Thomas has been retired for over a decade but often returns to a facility that offers Lunch With an Astronaut, enabling visitors to actually meet some of those who have flown in space.
“We want young students to come to the Kennedy Space Center Visitors Complex. I want them excited, just as I got excited to go into space,” said Thomas, who was wearing a NASA shirt during his virtual presentation.
The visitors complex is open and has implemented various procedures — such as temperature checks, social distancing and having people wear masks — to keep guests and staff alike safe.
Thomas unsuccessfully applied three times to become an astronaut, at one point concluding that “my grandmother and I had the same chance of becoming an astronaut — zero,” given the huge number of people sharing his goal.
But still undaunted, he earned a pilot’s license and went parachuting, skills he realized would be useful when applying, and a fourth application proved successful.
At the age of 35, he underwent a four-year training program and first went into space at the age of 39, telling Florida Huddle viewers that a lot of hard work eventually “really paid off for me.”
Thomas recounted travelling at 17,500 mph, and orbiting the Earth in 90 minutes in the Space Shuttle, ultimately circling our planet around 700 times during a combined time of around 44 days in space.
Thomas said he’s excited about people one day being sent to Mars and suggests those who would love to make or contribute to that journey should visit the Kennedy Space Center Visitor Complex, which will hopefully motivate them to seek a career as a NASA astronaut, technician or scientist.
“This is what we do at the Kennedy Space Center,” he declared. “We inspire.”
The curious case of the pesky woodpecker
Don Thomas has a remarkably long-lasting sense of forgiveness when it comes to one of our feathered friends who frequented the Kennedy Space Center over a quarter of a century ago.
The retired NASA astronaut — who flew on the Space Shuttle four times — cheerfully recalled during the Florida Huddle tourism show that a woodpecker left him and his fellow Discovery crew members cooling their heels during the summer of 1995 after the energetic bird was found to have pecked 205 holes in fuel tank foam insulation. The damage occurred during mating season for the birds, prompting some to speculate that that particular woodpecker’s behaviour demonstrated that it was love-sick.
The holes led to NASA returning the spacecraft from the launchpad to the Vehicle Assembly Building to repair the damage and NASA then began using airhorns to keep any other woodpeckers who might mistake the Space Shuttle for a tree at bay. The offending woodpecker was identified as a northern flicker, whose numbers have fallen, and NASA didn’t want to harm it, instead choosing to keep it and other woodpeckers at a distance.

(Dataset excerpts on object pointing)
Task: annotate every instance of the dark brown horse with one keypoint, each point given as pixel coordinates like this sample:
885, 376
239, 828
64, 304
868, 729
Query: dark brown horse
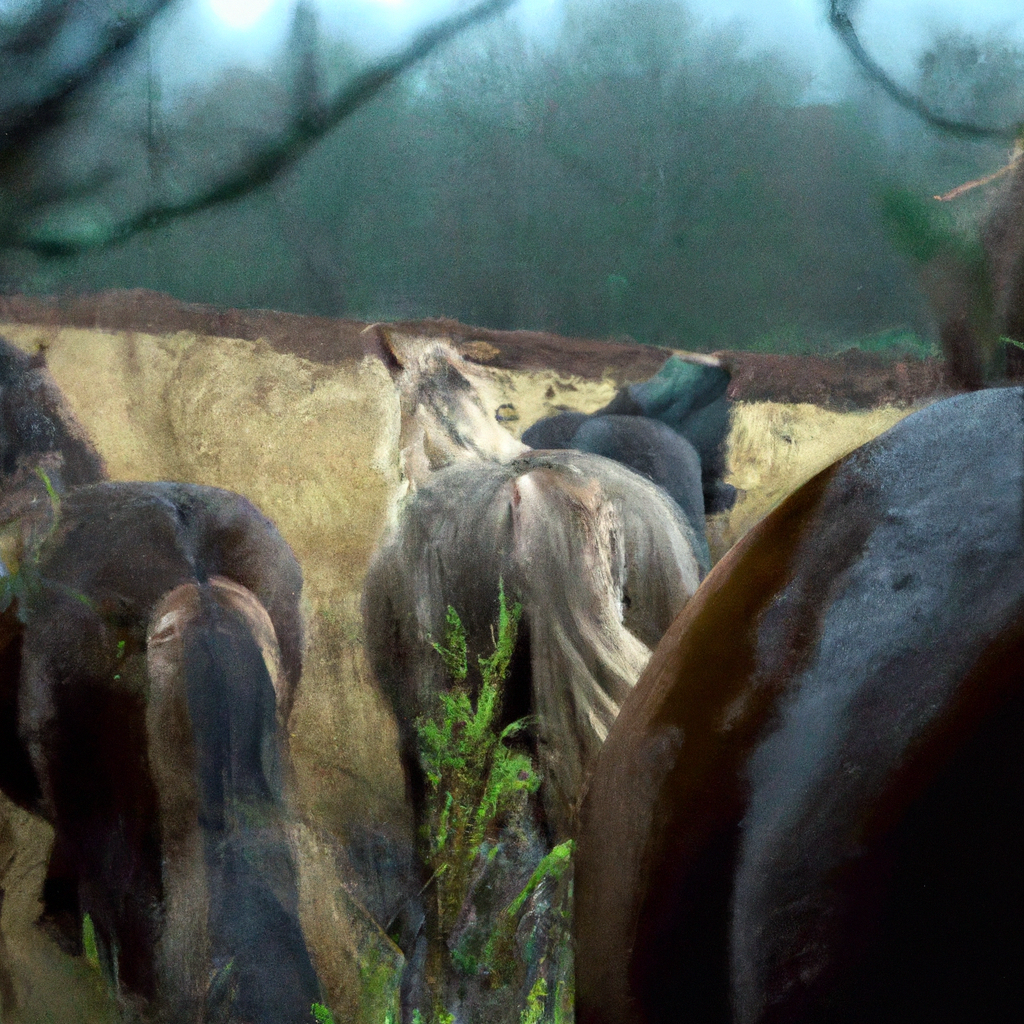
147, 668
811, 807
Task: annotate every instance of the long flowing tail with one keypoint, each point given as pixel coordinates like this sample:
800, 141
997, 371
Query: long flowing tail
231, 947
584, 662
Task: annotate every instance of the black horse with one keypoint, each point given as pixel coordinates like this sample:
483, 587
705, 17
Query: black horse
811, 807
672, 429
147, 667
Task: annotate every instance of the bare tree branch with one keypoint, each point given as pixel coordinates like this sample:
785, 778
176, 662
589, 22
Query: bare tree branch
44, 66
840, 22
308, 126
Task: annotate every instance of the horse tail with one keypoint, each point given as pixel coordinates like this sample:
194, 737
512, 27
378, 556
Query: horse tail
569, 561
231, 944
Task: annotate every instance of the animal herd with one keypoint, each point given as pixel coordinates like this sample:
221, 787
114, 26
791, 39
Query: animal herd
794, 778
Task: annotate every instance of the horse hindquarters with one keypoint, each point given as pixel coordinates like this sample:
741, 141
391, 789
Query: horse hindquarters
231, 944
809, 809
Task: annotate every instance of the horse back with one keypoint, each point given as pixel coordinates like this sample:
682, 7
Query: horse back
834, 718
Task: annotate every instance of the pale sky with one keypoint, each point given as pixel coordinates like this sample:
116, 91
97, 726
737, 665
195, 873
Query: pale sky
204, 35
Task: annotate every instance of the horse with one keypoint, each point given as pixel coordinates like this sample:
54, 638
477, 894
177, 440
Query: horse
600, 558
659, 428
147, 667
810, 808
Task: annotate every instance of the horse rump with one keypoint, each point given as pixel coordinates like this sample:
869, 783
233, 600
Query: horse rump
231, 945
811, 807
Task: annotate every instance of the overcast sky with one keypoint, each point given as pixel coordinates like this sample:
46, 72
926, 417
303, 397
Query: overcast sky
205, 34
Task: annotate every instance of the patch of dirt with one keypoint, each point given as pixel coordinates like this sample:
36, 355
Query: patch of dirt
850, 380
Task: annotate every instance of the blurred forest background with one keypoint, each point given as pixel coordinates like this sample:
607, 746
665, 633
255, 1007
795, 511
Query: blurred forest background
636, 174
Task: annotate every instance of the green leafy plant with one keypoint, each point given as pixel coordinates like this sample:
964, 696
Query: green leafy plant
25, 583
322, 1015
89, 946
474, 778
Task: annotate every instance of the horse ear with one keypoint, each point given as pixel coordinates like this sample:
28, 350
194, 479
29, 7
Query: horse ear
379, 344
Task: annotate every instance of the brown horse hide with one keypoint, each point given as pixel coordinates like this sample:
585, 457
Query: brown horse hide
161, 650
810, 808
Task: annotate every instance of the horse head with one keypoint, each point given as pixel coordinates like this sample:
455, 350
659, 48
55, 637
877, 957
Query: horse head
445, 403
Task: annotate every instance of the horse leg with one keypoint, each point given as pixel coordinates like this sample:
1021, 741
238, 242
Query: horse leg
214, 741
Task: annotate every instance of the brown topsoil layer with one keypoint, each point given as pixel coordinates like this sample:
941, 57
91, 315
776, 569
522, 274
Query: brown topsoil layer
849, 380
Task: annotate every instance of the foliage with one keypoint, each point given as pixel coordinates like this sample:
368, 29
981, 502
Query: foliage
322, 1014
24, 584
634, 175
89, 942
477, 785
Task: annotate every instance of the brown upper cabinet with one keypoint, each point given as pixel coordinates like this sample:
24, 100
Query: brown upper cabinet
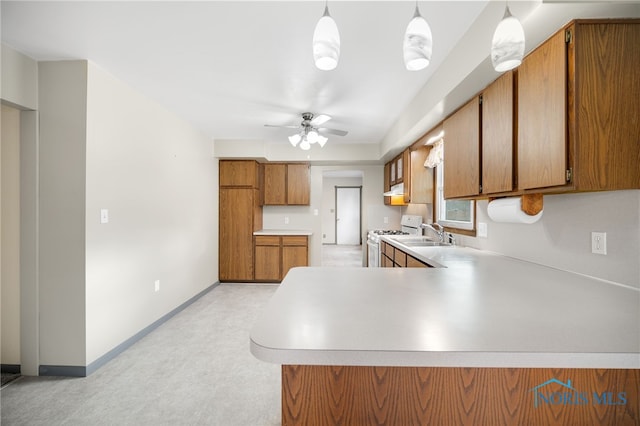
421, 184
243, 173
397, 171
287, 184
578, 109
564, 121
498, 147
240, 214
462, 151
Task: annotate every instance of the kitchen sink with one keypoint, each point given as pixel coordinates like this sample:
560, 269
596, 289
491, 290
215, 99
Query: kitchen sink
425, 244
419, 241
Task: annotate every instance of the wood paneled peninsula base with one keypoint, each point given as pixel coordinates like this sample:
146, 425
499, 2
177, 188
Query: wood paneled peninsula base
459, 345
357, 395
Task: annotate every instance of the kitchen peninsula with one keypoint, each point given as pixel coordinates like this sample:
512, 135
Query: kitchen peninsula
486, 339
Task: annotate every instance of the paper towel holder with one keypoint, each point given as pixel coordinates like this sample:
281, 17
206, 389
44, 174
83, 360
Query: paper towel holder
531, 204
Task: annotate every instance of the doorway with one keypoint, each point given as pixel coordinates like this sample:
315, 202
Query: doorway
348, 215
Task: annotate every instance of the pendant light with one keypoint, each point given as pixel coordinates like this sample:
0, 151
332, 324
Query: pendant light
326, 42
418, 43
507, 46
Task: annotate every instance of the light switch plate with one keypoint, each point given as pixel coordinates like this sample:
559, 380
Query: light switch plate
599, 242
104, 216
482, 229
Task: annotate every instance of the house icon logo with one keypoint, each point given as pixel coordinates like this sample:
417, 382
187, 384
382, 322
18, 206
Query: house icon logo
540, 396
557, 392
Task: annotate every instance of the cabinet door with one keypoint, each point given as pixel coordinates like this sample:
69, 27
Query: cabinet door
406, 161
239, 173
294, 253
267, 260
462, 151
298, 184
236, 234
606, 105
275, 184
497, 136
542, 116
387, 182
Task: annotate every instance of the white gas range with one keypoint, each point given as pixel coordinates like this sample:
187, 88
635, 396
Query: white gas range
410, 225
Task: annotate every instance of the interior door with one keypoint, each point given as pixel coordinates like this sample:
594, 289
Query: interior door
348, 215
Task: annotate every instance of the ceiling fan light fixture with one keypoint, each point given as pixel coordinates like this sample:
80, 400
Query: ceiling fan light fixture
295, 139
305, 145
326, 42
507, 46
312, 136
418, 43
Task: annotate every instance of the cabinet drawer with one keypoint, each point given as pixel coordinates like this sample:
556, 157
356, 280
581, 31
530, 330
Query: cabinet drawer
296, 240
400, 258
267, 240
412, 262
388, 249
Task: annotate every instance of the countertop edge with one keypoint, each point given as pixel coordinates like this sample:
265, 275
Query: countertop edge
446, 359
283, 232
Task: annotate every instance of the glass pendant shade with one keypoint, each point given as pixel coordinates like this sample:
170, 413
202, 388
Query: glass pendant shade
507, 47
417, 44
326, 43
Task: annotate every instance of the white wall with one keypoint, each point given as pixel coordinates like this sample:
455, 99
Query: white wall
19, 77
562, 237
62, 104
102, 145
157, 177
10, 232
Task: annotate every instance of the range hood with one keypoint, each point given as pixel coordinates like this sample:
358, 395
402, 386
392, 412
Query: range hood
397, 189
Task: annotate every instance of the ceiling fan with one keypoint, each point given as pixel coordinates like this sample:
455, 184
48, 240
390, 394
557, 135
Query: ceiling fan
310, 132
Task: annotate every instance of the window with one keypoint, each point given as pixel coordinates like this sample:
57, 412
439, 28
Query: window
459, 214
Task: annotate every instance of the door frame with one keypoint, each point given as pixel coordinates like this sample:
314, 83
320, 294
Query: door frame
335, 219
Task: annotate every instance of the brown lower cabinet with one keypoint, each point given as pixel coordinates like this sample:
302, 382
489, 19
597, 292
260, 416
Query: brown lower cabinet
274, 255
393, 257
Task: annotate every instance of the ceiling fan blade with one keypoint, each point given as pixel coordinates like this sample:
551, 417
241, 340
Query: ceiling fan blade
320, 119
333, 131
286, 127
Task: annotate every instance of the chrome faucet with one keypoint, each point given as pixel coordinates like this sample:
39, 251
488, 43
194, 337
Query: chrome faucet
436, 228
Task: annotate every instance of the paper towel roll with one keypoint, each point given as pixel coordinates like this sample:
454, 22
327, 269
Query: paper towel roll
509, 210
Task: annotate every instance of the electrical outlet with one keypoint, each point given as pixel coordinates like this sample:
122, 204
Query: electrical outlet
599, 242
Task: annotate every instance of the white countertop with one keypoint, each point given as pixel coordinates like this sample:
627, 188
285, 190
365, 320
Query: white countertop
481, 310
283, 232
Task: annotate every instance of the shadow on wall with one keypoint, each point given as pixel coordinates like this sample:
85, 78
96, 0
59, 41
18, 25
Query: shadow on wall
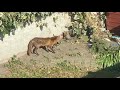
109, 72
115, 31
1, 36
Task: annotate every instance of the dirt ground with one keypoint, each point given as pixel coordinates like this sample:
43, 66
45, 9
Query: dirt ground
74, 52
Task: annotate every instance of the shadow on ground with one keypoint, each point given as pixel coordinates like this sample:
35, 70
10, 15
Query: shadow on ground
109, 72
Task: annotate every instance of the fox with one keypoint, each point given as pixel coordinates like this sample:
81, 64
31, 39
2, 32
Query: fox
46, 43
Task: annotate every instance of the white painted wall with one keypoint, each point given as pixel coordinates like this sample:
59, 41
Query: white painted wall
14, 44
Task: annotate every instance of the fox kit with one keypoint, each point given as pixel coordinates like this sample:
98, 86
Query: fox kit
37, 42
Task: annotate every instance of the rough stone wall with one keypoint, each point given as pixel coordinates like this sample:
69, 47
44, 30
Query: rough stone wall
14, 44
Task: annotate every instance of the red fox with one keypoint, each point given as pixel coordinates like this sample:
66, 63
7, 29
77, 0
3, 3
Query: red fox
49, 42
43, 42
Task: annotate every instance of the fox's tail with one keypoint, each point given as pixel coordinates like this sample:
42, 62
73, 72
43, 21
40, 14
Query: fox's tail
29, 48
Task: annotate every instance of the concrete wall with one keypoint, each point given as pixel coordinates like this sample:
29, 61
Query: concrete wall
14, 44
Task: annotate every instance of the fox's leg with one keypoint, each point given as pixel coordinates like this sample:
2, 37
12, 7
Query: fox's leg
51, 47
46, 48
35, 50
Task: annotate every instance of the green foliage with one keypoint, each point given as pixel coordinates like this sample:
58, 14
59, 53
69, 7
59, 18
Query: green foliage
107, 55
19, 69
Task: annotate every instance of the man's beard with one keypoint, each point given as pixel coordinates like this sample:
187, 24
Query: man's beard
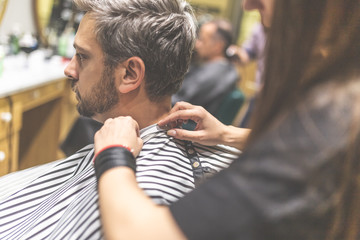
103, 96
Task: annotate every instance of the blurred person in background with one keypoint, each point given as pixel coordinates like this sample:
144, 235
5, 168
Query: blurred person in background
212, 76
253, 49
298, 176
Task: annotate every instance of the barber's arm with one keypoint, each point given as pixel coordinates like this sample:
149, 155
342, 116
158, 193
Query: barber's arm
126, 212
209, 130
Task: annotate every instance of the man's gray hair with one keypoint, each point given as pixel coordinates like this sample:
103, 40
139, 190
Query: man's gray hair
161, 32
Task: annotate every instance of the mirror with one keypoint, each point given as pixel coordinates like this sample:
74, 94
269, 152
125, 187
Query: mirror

[Challenge A] Duplicate the passage from the Don Thomas article that begins at the words "Thomas has been" and ends after the words "flown in space.".
[Challenge B]
Using the Don Thomas article, decide whether each statement agrees with it. Answer yes or no for each, and quote the words that settle it.
(i) Thomas was accepted as an astronaut on his third application.
(ii) The woodpecker pecked 205 holes in the fuel tank foam insulation.
(iii) Thomas first went into space at the age of 35.
[Challenge C] According to the Don Thomas article, what kind of woodpecker was identified as the one that damaged the shuttle?

[Written solution A]
Thomas has been retired for over a decade but often returns to a facility that offers Lunch With an Astronaut, enabling visitors to actually meet some of those who have flown in space.

[Written solution B]
(i) No: "Thomas unsuccessfully applied three times to become an astronaut" and "a fourth application proved successful."
(ii) Yes: "the energetic bird was found to have pecked 205 holes in fuel tank foam insulation."
(iii) No: "first went into space at the age of 39."

[Written solution C] A northern flicker.